> [Quoted passage]:
###

= Canadian Neutron Beam Centre =

The NRC Canadian Neutron Beam Centre (CNBC) was Canada's national user facility that enabled researchers to use neutron beams as tools for world-class materials research. The CNBC was located at Chalk River Laboratories, where Atomic Energy of Canada Limited (AECL) owned and operated the National Research Universal (NRU) reactor that provided the neutrons for CNBC. CNBC was a global leader in the development of materials and products for businesses. Like most other neutron beam laboratories, the CNBC operated beamlines as a service to external researchers. In a typical year, about 250 individuals participated in research that relied on access to the suite of 6 beamlines at the CNBC.

The CNBC ceased to provide neutrons on March 31, 2018, when the NRU reactor permanently closed.

==History==
The neutron beam laboratory known as Canadian Neutron Beam Centre was transferred from AECL to the National Research Council in 1997.

==Services & Products==
The NRU reactor, closed in March 2018, was a multi-purpose research reactor that supported science and industry in three areas simultaneously:
1. It was Canada's only major neutron source, supplying neutrons for the CNBC.
2. It was Canada's only major materials testing reactor, supporting nuclear energy research and development.
3. It was one of the two largest global producers of medical radioisotopes.

###

> [Data below]:

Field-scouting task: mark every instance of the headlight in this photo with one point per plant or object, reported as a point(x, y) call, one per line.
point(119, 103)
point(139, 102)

###

> [Tasks]:
1. Quote the portion of the Canadian Neutron Beam Centre text that begins with the words containing "The CNBC ceased" and ends with "of medical radioisotopes.".
2. According to the Canadian Neutron Beam Centre text, in what year was the laboratory transferred from AECL to the National Research Council?
Work only from the text on the Canadian Neutron Beam Centre, not from the data.

> [Your responses]:
1.
The CNBC ceased to provide neutrons on March 31, 2018, when the NRU reactor permanently closed.

==History==
The neutron beam laboratory known as Canadian Neutron Beam Centre was transferred from AECL to the National Research Council in 1997.

==Services & Products==
The NRU reactor, closed in March 2018, was a multi-purpose research reactor that supported science and industry in three areas simultaneously:
1. It was Canada's only major neutron source, supplying neutrons for the CNBC.
2. It was Canada's only major materials testing reactor, supporting nuclear energy research and development.
3. It was one of the two largest global producers of medical radioisotopes.

2. 1997